• **AIM OF THE TASK**:
Starting with the line containing "[tag] black latex glove: a pin per instance" and going on through the last line of the records, replace every "man's" with "person's" and leave everything else as it is. Give back only those lines.
-------------------------
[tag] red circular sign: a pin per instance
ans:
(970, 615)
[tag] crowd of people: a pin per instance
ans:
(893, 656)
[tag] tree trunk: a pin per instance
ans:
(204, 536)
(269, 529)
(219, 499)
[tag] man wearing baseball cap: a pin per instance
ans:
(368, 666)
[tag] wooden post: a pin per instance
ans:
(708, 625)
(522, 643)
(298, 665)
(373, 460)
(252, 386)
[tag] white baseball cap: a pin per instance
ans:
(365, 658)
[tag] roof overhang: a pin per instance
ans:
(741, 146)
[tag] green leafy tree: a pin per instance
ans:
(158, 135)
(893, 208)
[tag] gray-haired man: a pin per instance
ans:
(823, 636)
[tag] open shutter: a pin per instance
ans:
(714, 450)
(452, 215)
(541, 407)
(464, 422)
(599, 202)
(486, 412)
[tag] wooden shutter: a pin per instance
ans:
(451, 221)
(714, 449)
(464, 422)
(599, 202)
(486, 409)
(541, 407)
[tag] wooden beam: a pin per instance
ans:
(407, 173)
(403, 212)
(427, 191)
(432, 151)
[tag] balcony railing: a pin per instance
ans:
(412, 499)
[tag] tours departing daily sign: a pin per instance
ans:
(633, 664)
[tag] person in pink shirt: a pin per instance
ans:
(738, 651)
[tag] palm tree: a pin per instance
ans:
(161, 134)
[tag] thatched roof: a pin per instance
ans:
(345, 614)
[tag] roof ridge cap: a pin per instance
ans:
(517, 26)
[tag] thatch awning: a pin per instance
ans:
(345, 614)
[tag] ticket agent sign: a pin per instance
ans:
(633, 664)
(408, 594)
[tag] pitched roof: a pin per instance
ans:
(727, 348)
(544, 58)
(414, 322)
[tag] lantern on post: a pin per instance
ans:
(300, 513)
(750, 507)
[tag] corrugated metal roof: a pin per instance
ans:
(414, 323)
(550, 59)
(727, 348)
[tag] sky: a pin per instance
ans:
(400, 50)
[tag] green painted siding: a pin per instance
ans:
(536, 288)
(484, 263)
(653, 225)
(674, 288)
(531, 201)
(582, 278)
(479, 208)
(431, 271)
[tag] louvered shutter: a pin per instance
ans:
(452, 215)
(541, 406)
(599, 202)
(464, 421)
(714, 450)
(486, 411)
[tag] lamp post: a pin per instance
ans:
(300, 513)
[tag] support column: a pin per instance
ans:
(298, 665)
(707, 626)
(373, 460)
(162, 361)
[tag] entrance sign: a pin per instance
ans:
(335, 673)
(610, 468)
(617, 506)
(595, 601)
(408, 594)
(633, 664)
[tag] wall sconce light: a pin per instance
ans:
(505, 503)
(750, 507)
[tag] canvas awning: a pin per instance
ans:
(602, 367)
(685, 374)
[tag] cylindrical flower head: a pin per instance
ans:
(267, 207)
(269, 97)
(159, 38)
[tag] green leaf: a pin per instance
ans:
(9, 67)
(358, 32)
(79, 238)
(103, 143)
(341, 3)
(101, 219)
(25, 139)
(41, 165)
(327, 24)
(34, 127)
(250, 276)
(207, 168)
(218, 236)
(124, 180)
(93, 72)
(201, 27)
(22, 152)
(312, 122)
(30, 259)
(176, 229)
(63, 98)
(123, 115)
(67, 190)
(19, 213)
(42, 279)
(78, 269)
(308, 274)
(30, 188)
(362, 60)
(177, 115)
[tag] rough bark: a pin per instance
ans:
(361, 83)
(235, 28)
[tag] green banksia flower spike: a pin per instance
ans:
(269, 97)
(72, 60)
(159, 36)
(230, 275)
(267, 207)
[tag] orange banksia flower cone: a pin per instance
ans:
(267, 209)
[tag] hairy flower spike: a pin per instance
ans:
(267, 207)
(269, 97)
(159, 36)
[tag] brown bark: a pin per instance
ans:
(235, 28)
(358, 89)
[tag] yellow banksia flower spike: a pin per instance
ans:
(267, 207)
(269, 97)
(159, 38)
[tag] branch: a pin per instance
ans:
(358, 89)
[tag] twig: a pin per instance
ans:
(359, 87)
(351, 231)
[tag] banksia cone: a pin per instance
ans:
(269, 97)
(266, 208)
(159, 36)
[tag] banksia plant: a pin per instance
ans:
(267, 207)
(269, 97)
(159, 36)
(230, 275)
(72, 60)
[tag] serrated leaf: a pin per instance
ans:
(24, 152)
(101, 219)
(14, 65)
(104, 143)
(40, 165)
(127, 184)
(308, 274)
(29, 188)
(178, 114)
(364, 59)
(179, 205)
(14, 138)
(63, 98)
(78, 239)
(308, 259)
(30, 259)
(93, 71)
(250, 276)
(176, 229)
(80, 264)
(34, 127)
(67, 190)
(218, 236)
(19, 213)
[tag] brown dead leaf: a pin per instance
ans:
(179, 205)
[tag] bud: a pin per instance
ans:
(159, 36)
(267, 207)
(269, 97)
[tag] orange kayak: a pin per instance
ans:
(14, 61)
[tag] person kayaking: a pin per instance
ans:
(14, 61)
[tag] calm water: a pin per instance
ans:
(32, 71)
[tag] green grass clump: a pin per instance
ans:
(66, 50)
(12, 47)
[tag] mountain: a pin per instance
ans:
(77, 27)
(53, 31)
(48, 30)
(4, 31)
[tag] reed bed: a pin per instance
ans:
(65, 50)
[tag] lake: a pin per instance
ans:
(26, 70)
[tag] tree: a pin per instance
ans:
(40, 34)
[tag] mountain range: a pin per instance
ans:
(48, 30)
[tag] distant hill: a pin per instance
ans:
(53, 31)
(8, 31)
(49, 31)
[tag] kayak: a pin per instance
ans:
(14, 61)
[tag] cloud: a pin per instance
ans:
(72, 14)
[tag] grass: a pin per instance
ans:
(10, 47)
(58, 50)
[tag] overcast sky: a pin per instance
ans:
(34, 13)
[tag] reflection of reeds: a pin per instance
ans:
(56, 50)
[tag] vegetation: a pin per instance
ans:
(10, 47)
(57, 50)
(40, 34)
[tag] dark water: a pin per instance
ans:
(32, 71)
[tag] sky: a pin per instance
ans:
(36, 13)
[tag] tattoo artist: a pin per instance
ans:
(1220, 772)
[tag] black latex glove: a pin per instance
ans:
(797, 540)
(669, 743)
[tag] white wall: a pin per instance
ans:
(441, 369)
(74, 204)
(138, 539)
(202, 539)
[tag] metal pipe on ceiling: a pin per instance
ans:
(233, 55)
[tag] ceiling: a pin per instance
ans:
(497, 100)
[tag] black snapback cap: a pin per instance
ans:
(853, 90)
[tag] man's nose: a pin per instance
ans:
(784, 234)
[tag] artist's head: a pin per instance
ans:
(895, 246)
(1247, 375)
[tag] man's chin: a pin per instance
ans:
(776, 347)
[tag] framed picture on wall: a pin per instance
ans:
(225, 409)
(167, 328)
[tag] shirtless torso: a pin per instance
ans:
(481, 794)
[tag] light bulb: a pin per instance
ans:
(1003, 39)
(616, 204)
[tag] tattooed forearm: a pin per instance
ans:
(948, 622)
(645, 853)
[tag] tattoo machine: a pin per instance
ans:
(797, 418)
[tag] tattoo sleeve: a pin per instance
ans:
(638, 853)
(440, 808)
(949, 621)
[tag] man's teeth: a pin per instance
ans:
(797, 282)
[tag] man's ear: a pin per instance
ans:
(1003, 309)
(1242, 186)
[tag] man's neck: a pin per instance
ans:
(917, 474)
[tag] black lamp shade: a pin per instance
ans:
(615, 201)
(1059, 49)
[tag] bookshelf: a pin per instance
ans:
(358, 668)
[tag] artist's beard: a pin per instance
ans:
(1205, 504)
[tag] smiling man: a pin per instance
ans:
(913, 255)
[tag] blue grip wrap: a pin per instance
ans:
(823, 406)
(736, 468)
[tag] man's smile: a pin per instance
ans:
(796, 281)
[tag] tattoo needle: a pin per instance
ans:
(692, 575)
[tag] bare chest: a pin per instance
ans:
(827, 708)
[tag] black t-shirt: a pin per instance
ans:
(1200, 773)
-------------------------
• **EXERCISE RESPONSE**:
[tag] black latex glove: a pin per instance
ans:
(797, 540)
(669, 743)
[tag] white wall: a pin per instance
ans:
(441, 369)
(74, 204)
(138, 539)
(202, 539)
[tag] metal pipe on ceiling: a pin per instance
ans:
(233, 55)
[tag] ceiling: a pin per instance
ans:
(497, 100)
[tag] black snapback cap: a pin per instance
ans:
(853, 90)
[tag] person's nose: a pin per instance
ans:
(784, 234)
[tag] artist's head: a pin per instance
ans:
(895, 246)
(1247, 375)
[tag] person's chin: a pin per instance
ans:
(776, 347)
[tag] framed picture on wall: a pin per instance
ans:
(225, 409)
(167, 328)
[tag] shirtless torso: a pin per instance
ans:
(481, 794)
[tag] light bulb: a pin per instance
ans:
(1003, 39)
(616, 204)
[tag] tattooed forearm: a pin per instance
ans:
(948, 622)
(645, 853)
[tag] tattoo machine: a pin per instance
ans:
(797, 418)
[tag] tattoo sleeve: a pin per instance
ans:
(638, 853)
(440, 808)
(949, 621)
[tag] person's teeth: a pin per instance
ans:
(797, 282)
[tag] person's ear: a pin per instance
ans:
(1003, 309)
(1242, 186)
[tag] person's neck: a pin per instance
ans:
(917, 474)
[tag] black lamp shade: a pin per instance
ans:
(615, 201)
(1059, 49)
[tag] bookshelf: a pin per instance
ans:
(358, 668)
[tag] artist's beard: a pin per instance
ans:
(1205, 504)
[tag] smiling man: a pin per instance
ans:
(913, 255)
[tag] blue grip wrap: a pin per instance
ans:
(823, 406)
(736, 468)
[tag] person's smile: a pin per instance
ans:
(796, 281)
[tag] tattoo needle: a pin per instance
ans:
(692, 575)
[tag] bare chest: a pin per instance
ans:
(827, 708)
[tag] black t-shirt: a pin per instance
ans:
(1200, 773)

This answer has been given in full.